▶ [Written instruction]
Render every line of the items below as a Markdown table with the columns Row and Line, numbering the rows and omitting blank lines. Leave the pictures out.

[Records of labeled boxes]

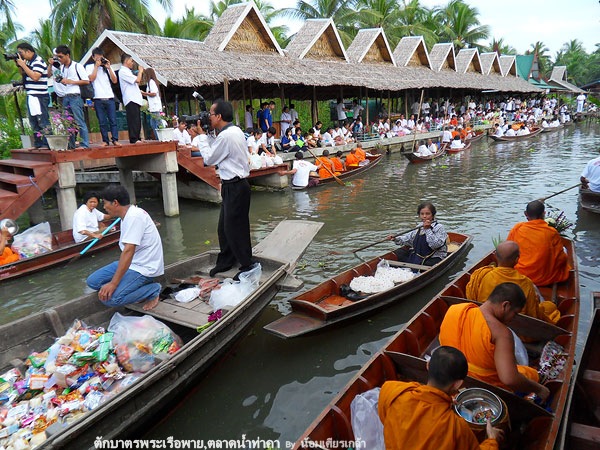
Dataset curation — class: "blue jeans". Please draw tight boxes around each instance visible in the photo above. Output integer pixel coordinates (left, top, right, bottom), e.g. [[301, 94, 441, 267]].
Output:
[[94, 98, 119, 144], [86, 261, 161, 307], [63, 95, 90, 147]]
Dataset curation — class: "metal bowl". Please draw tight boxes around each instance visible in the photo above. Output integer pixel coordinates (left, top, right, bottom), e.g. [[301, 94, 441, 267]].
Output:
[[0, 219, 19, 236], [454, 388, 504, 426]]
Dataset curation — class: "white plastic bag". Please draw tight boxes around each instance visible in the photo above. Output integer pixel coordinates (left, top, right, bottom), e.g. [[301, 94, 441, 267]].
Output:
[[350, 387, 385, 450]]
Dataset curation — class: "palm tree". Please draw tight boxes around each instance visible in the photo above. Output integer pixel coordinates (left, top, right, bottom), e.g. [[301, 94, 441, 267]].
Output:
[[50, 0, 171, 58], [437, 0, 490, 48]]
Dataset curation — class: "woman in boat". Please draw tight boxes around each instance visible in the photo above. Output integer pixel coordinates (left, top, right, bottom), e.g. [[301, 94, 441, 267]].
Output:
[[73, 191, 110, 243], [388, 202, 448, 266]]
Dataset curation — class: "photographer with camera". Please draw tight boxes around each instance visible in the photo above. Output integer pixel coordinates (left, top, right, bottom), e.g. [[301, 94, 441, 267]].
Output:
[[85, 47, 121, 147], [14, 42, 50, 148], [198, 99, 253, 280]]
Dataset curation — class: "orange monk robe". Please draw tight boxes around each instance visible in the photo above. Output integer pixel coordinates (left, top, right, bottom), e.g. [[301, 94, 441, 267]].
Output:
[[346, 153, 360, 169], [0, 246, 19, 266], [507, 219, 571, 286], [467, 266, 560, 323], [378, 381, 498, 450], [439, 303, 539, 390]]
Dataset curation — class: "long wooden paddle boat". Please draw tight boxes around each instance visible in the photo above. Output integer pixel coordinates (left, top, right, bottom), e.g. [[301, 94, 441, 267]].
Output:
[[291, 155, 383, 191], [0, 221, 322, 450], [489, 127, 543, 142], [294, 239, 576, 450], [558, 292, 600, 450], [0, 220, 120, 281], [402, 146, 448, 164], [264, 233, 471, 338], [579, 188, 600, 214]]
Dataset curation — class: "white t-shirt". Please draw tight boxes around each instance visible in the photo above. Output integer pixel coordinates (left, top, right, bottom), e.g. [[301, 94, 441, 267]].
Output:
[[292, 159, 318, 187], [73, 205, 104, 242], [85, 64, 115, 99], [119, 205, 165, 277], [146, 79, 162, 113]]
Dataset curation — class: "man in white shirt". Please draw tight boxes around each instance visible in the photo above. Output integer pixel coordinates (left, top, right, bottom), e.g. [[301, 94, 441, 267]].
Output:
[[87, 184, 165, 310], [85, 47, 120, 146], [119, 53, 144, 144], [199, 100, 253, 280]]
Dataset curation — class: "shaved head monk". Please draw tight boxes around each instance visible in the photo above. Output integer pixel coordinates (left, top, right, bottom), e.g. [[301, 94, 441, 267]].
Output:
[[507, 200, 571, 286], [467, 241, 560, 323], [378, 347, 503, 450], [439, 283, 550, 401]]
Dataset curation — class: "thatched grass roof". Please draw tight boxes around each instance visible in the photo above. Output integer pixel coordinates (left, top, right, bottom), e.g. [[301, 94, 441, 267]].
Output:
[[429, 42, 456, 72], [346, 28, 396, 65]]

▶ [The answer]
| Row | Line |
|---|---|
| 1 | Dataset curation — class: "blue jeans". Please draw tight boxes around each instance visible in the photo above. Output integer pixel coordinates (left, top, right, bottom), e.g. [[301, 94, 441, 267]]. |
| 2 | Output: |
| 3 | [[94, 98, 119, 144], [86, 261, 161, 307], [63, 95, 90, 147]] |
| 4 | Dataset curation — class: "metal bowl". Please draw tight boxes around each instance visible in the photo above. Output integer pixel coordinates (left, top, right, bottom), e.g. [[301, 94, 441, 267]]. |
| 5 | Output: |
| 6 | [[0, 219, 19, 236], [454, 388, 504, 426]] |
| 7 | Dataset curation — class: "white plastic bag". Please draw tight boxes around each instance visible in the photo above. Output integer pixel coordinates (left, top, right, bottom), e.g. [[301, 94, 441, 267]]. |
| 8 | Output: |
| 9 | [[350, 387, 385, 450]] |
| 10 | Dataset curation — class: "palm tree". Please draw tight boxes around each instance visible in the photo above. Output integer pixel coordinates (left, top, right, bottom), e.g. [[301, 94, 441, 267]]. |
| 11 | Output: |
| 12 | [[50, 0, 171, 58], [437, 0, 490, 48]] |
| 13 | Dataset curation — class: "woman in boat". Please draw tight boxes around each instance visible in the photo above. Output integer pixel coordinates (left, top, right, bottom), e.g. [[301, 94, 441, 267]]. |
| 14 | Output: |
| 15 | [[73, 191, 110, 243], [388, 202, 448, 266]] |
| 16 | Dataset curation — class: "photographer with camera". Please draw tight boxes around each instance visible in the photo above. Output integer pixel coordinates (left, top, right, bottom), e.g. [[301, 94, 441, 267]]. |
| 17 | Output: |
| 18 | [[85, 47, 121, 147], [14, 42, 50, 148], [198, 99, 253, 280]] |
| 19 | Dataset curation — class: "orange monk robe". Please draw tight boxes around each instance visible in the photo above. Output integer pixel coordinates (left, top, right, bottom), e.g. [[301, 94, 441, 267]]. |
| 20 | Output: |
| 21 | [[346, 153, 360, 169], [0, 246, 19, 266], [507, 219, 571, 286], [467, 266, 560, 323], [378, 381, 498, 450], [439, 303, 539, 390]] |
| 22 | Dataset curation — class: "long wooden paddle boat". Please draw tight boxes around each instance visible in the photo above. Output integer pixel coordinates (left, top, right, bottom), e.g. [[301, 94, 441, 267]]. |
| 23 | Output: |
| 24 | [[291, 155, 383, 191], [0, 221, 322, 450], [489, 127, 543, 142], [294, 239, 576, 450], [558, 292, 600, 450], [0, 220, 120, 281], [402, 146, 448, 164], [264, 233, 471, 338], [579, 188, 600, 214]] |
| 25 | Dataset curation — class: "white t-shirt". Please draw tight boxes around each instance visible in the photo above. Output integer pixel coordinates (left, top, right, bottom), e.g. [[301, 94, 441, 267]]. |
| 26 | Output: |
| 27 | [[292, 159, 318, 187], [73, 205, 104, 242], [85, 64, 115, 99], [119, 205, 165, 277], [146, 79, 162, 113]] |
| 28 | Dataset curation — class: "man in white shirt". Please draw tight boxes around each instance visible in the photo above. Output integer pixel coordinates (left, top, right, bottom), e.g. [[301, 94, 441, 267]]. |
| 29 | Output: |
| 30 | [[87, 184, 165, 310], [85, 47, 120, 146], [119, 53, 144, 144], [199, 100, 253, 280]] |
| 31 | Dataset curation — class: "shaved head monk". Please draw tight boxes around each instance visible in the photo above. Output integer pixel coordinates (left, top, right, bottom), e.g. [[301, 94, 441, 267]]. |
| 32 | Output: |
| 33 | [[507, 200, 571, 286], [467, 241, 560, 323], [378, 347, 503, 450], [439, 283, 550, 401]] |
| 34 | Dataset curation — class: "thatched grass roof". Please draw tight boxes around each instance visible in the photo above. Output integer pixel coordinates (left, top, right, bottom), e.g. [[301, 94, 441, 267]]. |
| 35 | Output: |
| 36 | [[429, 42, 456, 72], [346, 28, 396, 65]] |